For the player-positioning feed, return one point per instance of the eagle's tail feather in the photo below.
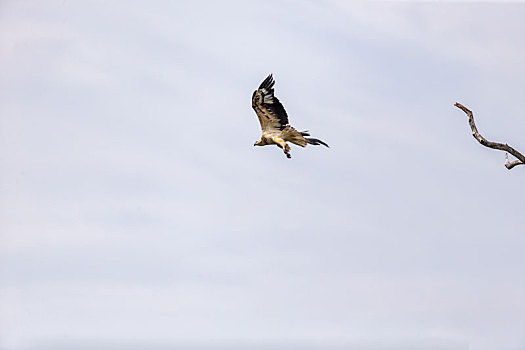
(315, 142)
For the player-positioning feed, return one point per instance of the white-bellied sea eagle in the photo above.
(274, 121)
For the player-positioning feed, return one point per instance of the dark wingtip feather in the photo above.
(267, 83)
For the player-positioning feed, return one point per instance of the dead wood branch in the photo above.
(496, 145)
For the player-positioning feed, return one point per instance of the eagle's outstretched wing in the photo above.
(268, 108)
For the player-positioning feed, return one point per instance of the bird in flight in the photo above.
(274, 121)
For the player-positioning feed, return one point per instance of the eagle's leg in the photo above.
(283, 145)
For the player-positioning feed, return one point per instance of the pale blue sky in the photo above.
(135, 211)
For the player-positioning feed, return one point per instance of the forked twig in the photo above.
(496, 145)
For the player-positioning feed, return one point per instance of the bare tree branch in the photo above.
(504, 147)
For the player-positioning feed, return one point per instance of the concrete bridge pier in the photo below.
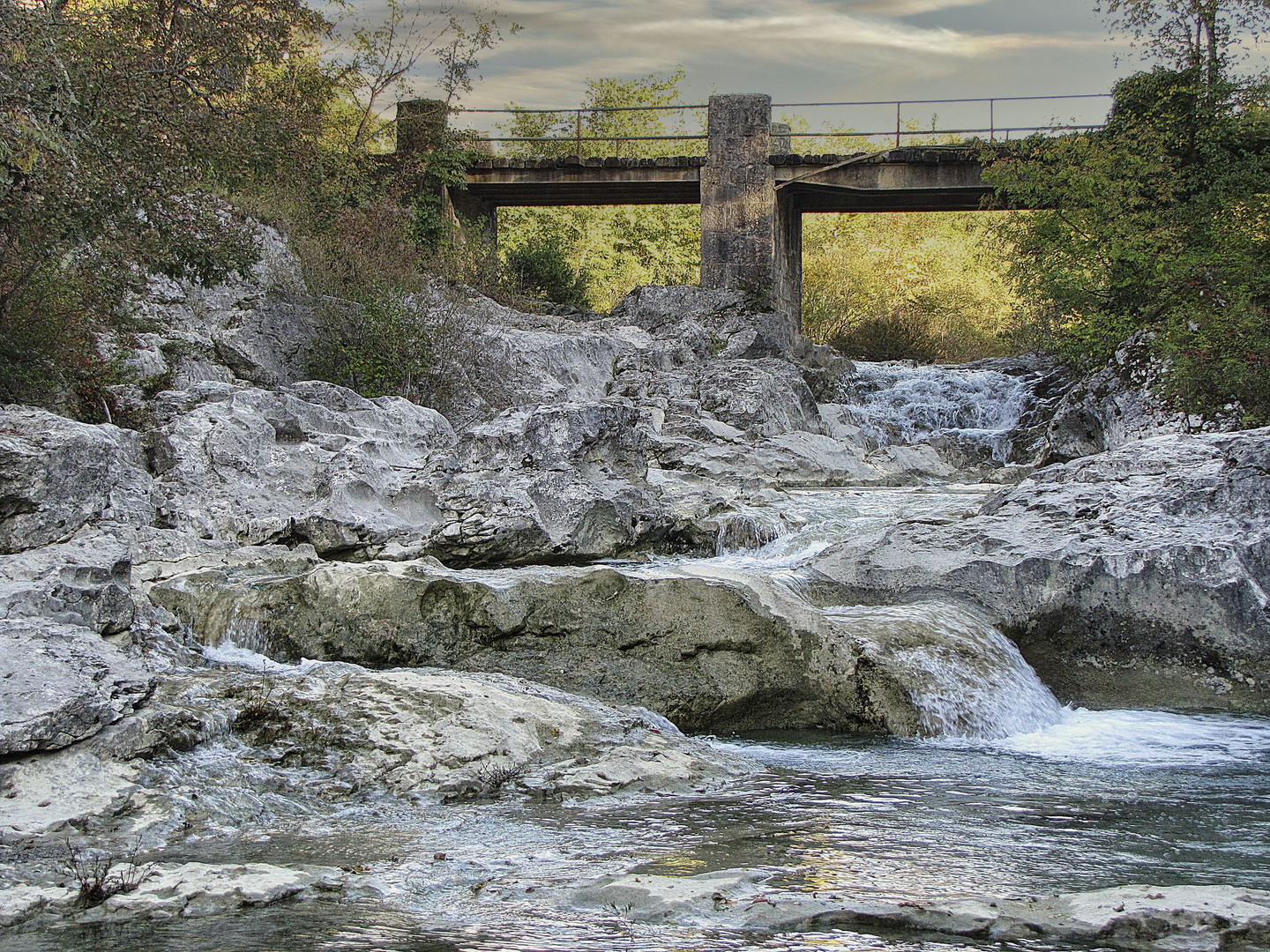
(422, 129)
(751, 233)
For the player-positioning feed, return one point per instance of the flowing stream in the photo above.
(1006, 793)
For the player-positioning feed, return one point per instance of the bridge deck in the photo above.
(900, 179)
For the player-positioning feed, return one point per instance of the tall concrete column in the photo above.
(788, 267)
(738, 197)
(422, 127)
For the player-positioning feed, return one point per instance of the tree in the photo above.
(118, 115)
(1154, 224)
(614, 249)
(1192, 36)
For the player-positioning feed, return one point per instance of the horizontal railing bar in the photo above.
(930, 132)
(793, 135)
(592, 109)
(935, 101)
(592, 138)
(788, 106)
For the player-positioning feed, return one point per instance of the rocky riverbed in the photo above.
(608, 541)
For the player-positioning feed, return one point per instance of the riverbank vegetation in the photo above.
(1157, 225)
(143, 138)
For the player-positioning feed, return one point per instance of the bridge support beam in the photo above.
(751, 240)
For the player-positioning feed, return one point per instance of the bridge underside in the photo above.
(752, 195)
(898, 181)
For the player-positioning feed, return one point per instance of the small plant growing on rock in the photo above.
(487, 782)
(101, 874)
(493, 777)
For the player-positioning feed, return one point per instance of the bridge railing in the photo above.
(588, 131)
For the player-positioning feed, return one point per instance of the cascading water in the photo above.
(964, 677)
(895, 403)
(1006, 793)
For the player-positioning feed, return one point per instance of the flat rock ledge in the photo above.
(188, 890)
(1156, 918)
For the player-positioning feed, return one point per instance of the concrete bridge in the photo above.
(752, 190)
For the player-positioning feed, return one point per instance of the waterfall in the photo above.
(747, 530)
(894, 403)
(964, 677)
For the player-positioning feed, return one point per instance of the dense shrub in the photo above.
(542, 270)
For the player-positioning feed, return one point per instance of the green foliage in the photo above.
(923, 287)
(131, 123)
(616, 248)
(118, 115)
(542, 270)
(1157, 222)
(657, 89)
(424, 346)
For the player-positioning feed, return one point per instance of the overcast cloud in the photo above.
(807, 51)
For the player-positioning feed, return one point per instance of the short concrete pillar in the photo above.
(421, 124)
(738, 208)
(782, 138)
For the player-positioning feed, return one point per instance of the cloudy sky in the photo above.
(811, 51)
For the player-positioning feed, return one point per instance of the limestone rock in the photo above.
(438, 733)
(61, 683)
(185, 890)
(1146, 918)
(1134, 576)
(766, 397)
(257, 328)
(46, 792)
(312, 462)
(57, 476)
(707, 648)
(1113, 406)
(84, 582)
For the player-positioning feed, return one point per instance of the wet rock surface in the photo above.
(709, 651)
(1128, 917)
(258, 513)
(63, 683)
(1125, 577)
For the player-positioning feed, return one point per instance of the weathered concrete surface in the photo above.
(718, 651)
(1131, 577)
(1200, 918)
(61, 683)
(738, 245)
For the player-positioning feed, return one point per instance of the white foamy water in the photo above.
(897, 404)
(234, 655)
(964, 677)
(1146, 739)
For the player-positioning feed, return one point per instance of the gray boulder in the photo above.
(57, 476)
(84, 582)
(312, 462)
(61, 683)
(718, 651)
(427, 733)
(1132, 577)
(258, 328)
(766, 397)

* * *

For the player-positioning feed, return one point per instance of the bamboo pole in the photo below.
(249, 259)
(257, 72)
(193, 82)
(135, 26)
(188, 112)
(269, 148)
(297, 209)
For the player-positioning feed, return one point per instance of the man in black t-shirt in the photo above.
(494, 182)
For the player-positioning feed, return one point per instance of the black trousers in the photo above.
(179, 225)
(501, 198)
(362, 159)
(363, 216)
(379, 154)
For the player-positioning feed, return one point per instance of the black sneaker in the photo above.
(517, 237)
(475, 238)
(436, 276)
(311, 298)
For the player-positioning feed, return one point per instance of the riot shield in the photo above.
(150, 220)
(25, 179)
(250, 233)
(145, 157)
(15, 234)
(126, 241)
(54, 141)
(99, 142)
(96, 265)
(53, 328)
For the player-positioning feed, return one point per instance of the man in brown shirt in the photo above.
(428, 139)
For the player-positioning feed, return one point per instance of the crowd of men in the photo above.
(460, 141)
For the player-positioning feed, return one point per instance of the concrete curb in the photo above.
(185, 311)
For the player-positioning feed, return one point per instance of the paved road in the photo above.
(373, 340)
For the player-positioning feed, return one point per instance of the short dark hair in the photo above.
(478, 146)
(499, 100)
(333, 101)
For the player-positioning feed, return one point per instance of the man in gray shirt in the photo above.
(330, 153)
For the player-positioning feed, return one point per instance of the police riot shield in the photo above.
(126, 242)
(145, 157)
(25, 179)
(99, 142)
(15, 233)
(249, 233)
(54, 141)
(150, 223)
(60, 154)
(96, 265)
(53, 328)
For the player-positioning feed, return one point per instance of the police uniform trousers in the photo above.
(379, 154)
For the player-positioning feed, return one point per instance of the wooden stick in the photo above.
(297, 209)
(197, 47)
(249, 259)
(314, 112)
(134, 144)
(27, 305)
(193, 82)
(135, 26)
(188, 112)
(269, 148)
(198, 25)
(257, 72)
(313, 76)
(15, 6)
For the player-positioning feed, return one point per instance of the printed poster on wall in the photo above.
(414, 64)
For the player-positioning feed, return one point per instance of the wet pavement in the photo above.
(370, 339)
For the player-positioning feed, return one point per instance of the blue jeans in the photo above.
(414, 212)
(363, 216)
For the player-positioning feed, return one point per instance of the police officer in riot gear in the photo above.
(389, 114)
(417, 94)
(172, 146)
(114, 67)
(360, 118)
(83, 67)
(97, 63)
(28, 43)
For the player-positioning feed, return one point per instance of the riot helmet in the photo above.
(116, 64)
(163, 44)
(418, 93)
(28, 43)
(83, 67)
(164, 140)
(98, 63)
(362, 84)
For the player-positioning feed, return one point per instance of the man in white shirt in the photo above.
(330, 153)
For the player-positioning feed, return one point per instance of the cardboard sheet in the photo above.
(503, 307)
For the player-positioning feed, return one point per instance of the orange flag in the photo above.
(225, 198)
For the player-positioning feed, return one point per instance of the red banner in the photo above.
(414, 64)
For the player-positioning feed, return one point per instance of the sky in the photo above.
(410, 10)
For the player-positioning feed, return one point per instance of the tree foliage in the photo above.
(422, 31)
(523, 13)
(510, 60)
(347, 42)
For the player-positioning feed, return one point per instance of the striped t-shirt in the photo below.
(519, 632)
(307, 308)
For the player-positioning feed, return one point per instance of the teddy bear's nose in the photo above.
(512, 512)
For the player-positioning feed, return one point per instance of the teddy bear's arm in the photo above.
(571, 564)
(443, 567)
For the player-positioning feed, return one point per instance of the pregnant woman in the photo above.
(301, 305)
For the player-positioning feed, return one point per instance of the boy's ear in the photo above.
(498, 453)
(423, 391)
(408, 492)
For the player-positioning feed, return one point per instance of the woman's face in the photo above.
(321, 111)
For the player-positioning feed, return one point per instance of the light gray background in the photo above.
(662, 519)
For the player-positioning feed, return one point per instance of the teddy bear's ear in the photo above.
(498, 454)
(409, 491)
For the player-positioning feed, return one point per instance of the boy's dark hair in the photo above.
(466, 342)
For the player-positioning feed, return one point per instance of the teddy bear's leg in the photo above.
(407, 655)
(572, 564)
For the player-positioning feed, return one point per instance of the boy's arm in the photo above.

Challenge » Rewrite the stretch of data from the line containing "t-shirt in the photo below." through the line containing "boy's arm in the photo above.", swapping "teddy bear" for "plush toy" and leaving everything else untouched.

Result of the task »
For the player-positioning feed, return one point per instance of the striped t-shirt in the photo below.
(519, 632)
(307, 308)
For the player-positioning feed, return one point per instance of the plush toy's nose in the photo above.
(512, 512)
For the player-positioning feed, return one point per instance of the plush toy's arm in the photo above.
(571, 564)
(443, 567)
For the player-positioning feed, return one point per instance of the pregnant woman in the photo above.
(301, 305)
For the player-positioning feed, return one point per instance of the boy's ear in the photo above.
(498, 453)
(423, 391)
(408, 492)
For the player-positioning feed, return one point per instance of the woman's face in the photo above.
(321, 111)
For the player-positioning feed, return one point per instance of the light gray background in the photo above.
(662, 519)
For the player-positioning feed, return one point per instance of the plush toy's ear in the photo above.
(498, 454)
(409, 491)
For the player-positioning feed, return one point per instance of the boy's dark hair in the photo above.
(466, 342)
For the player-positioning feed, return one point per instance of the plush toy's leg in the photo above.
(407, 655)
(572, 564)
For the player-positioning feed, return one point per instance of the boy's arm in the photo above.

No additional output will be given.